**Text:**

[Start]

This has been committed, but it drops the file:

  /usr/lib/systemd/system-sleep/xen-watchdog-sleep.sh

into a directory which more normally contains:

$ file /usr/lib/systemd/system-sleep/*
/usr/lib/systemd/system-sleep/hdparm:              POSIX shell script, ASCII text executable
/usr/lib/systemd/system-sleep/nvidia:              POSIX shell script, ASCII text executable
/usr/lib/systemd/system-sleep/sysstat.sleep:       POSIX shell script, ASCII text executable
/usr/lib/systemd/system-sleep/tlp:                 POSIX shell script, ASCII text executable
/usr/lib/systemd/system-sleep/unattended-upgrades: POSIX shell script, ASCII text executable


I'd suggest renaming it to xen-watchdog (or perhaps xen-watchdog.sleep).

~Andrew

Re: [PATCH v2] systemd: Add hooks to stop/start xen-watchdog on suspend/resume
Posted by dmkhn@proton.me 3 months ago
On Thu, Jul 17, 2025 at 11:16:58PM +0300, Mykola Kvach wrote:
> From: Mykola Kvach <mykola_kvach@epam.com>
> 
>  $(XEN_SYSTEMD_MODULES):
>  	rm -f $@.tmp
> diff --git a/tools/hotplug/Linux/systemd/xen-watchdog-sleep.sh b/tools/hotplug/Linux/systemd/xen-watchdog-sleep.sh
> new file mode 100644
> index 0000000000..e9bdadc8fa
> --- /dev/null
> +++ b/tools/hotplug/Linux/systemd/xen-watchdog-sleep.sh
> @@ -0,0 +1,34 @@
> +#!/bin/sh

Is there chance to add `set -e` to harden the error path?

[End]

**Image location labeling entries:**
[Start]

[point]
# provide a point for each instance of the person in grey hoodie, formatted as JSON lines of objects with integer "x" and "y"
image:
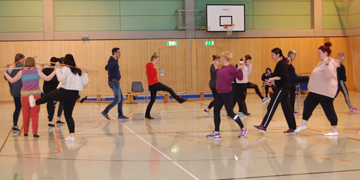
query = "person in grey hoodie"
{"x": 15, "y": 88}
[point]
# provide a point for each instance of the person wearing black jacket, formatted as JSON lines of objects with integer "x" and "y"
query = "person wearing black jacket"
{"x": 294, "y": 79}
{"x": 212, "y": 83}
{"x": 341, "y": 73}
{"x": 268, "y": 74}
{"x": 281, "y": 94}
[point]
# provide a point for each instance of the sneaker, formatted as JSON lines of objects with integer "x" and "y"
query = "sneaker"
{"x": 16, "y": 130}
{"x": 123, "y": 117}
{"x": 265, "y": 100}
{"x": 207, "y": 112}
{"x": 32, "y": 101}
{"x": 243, "y": 132}
{"x": 51, "y": 124}
{"x": 290, "y": 132}
{"x": 105, "y": 115}
{"x": 331, "y": 134}
{"x": 300, "y": 128}
{"x": 214, "y": 135}
{"x": 260, "y": 128}
{"x": 69, "y": 138}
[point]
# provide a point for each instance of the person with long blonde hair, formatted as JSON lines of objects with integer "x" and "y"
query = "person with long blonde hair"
{"x": 30, "y": 80}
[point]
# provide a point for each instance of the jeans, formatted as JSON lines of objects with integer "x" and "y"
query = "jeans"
{"x": 119, "y": 98}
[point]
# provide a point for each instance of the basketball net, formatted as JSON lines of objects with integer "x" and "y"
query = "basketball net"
{"x": 229, "y": 28}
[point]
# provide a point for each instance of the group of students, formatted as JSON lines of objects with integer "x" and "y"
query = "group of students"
{"x": 326, "y": 81}
{"x": 63, "y": 83}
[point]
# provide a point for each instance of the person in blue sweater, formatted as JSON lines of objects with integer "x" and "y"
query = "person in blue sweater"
{"x": 114, "y": 82}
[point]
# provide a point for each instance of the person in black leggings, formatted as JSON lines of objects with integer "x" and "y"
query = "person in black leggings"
{"x": 155, "y": 85}
{"x": 212, "y": 83}
{"x": 281, "y": 94}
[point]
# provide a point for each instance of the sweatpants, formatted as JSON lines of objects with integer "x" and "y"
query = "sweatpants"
{"x": 256, "y": 87}
{"x": 343, "y": 89}
{"x": 294, "y": 81}
{"x": 17, "y": 101}
{"x": 68, "y": 97}
{"x": 30, "y": 112}
{"x": 239, "y": 95}
{"x": 327, "y": 103}
{"x": 157, "y": 87}
{"x": 220, "y": 100}
{"x": 214, "y": 92}
{"x": 281, "y": 95}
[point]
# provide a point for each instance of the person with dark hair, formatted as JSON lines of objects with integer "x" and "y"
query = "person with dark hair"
{"x": 30, "y": 89}
{"x": 240, "y": 86}
{"x": 72, "y": 81}
{"x": 212, "y": 83}
{"x": 47, "y": 88}
{"x": 281, "y": 94}
{"x": 268, "y": 74}
{"x": 341, "y": 74}
{"x": 15, "y": 88}
{"x": 224, "y": 77}
{"x": 323, "y": 86}
{"x": 155, "y": 85}
{"x": 114, "y": 82}
{"x": 294, "y": 79}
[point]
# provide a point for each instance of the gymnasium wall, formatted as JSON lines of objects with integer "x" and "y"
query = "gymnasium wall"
{"x": 186, "y": 66}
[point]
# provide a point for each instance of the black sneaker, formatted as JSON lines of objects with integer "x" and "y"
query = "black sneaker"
{"x": 290, "y": 132}
{"x": 105, "y": 115}
{"x": 16, "y": 130}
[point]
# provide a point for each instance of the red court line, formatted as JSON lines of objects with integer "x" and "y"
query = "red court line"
{"x": 6, "y": 140}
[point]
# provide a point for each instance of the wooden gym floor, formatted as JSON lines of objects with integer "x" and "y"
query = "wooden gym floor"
{"x": 174, "y": 146}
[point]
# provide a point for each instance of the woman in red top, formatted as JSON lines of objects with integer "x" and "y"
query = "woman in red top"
{"x": 155, "y": 85}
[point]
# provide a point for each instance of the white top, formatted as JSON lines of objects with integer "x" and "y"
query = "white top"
{"x": 246, "y": 72}
{"x": 323, "y": 79}
{"x": 70, "y": 81}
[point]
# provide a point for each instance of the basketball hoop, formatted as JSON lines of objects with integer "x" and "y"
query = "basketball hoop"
{"x": 229, "y": 28}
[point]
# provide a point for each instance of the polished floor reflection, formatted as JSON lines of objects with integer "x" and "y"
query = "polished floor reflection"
{"x": 174, "y": 146}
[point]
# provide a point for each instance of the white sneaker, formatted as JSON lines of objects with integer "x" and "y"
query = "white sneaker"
{"x": 331, "y": 134}
{"x": 32, "y": 101}
{"x": 300, "y": 128}
{"x": 69, "y": 138}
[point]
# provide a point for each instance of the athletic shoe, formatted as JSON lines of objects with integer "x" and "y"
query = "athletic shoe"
{"x": 207, "y": 112}
{"x": 69, "y": 138}
{"x": 16, "y": 130}
{"x": 260, "y": 128}
{"x": 243, "y": 132}
{"x": 105, "y": 115}
{"x": 331, "y": 134}
{"x": 32, "y": 101}
{"x": 265, "y": 100}
{"x": 300, "y": 128}
{"x": 290, "y": 132}
{"x": 214, "y": 135}
{"x": 51, "y": 124}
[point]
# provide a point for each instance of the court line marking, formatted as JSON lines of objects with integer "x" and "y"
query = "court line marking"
{"x": 167, "y": 157}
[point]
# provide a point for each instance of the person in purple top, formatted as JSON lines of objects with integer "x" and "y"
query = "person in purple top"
{"x": 224, "y": 78}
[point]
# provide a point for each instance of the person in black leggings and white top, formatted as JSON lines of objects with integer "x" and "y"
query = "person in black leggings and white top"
{"x": 341, "y": 73}
{"x": 212, "y": 83}
{"x": 323, "y": 86}
{"x": 281, "y": 94}
{"x": 72, "y": 81}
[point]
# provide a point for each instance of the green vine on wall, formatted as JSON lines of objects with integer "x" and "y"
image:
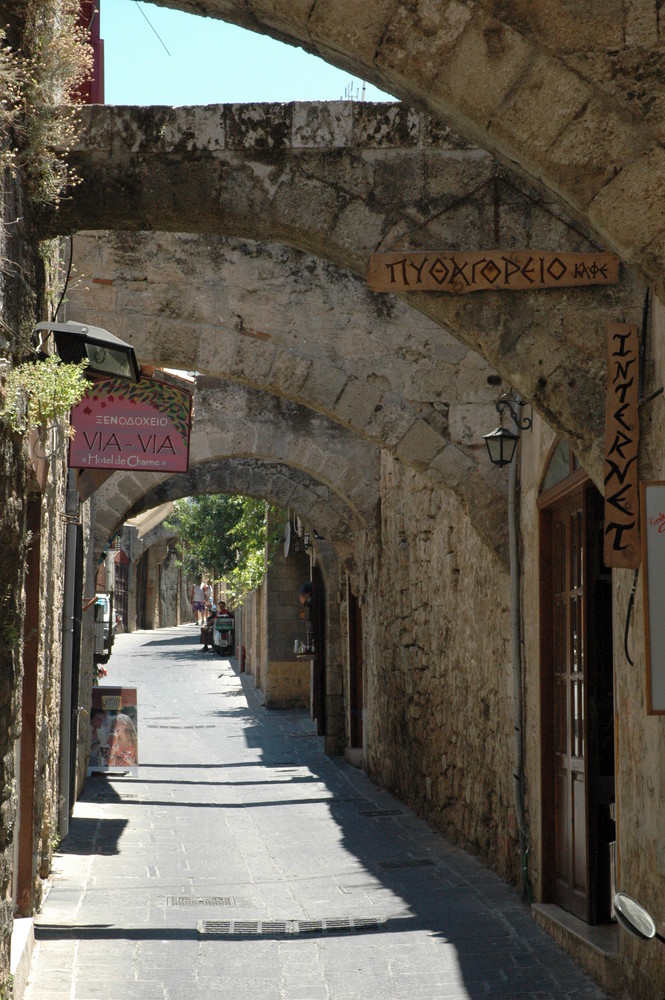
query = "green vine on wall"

[End]

**Work instructions:**
A - Answer these questions about the patch discussion above the records:
(i) What two names are suggested for renaming the sleep script?
(ii) What line does the later reply ask about adding to harden the error path?
(iii) Which address is shown as posting the reply to "[PATCH v2]"?
B - From the patch discussion above the records, reproduce verbatim the passage from "into a directory" up to and including "(or perhaps xen-watchdog.sleep).".

**The solutions:**
A -
(i) xen-watchdog or xen-watchdog.sleep
(ii) `set -e`
(iii) dmkhn@proton.me

B -
into a directory which more normally contains:

$ file /usr/lib/systemd/system-sleep/*
/usr/lib/systemd/system-sleep/hdparm:              POSIX shell script, ASCII text executable
/usr/lib/systemd/system-sleep/nvidia:              POSIX shell script, ASCII text executable
/usr/lib/systemd/system-sleep/sysstat.sleep:       POSIX shell script, ASCII text executable
/usr/lib/systemd/system-sleep/tlp:                 POSIX shell script, ASCII text executable
/usr/lib/systemd/system-sleep/unattended-upgrades: POSIX shell script, ASCII text executable


I'd suggest renaming it to xen-watchdog (or perhaps xen-watchdog.sleep).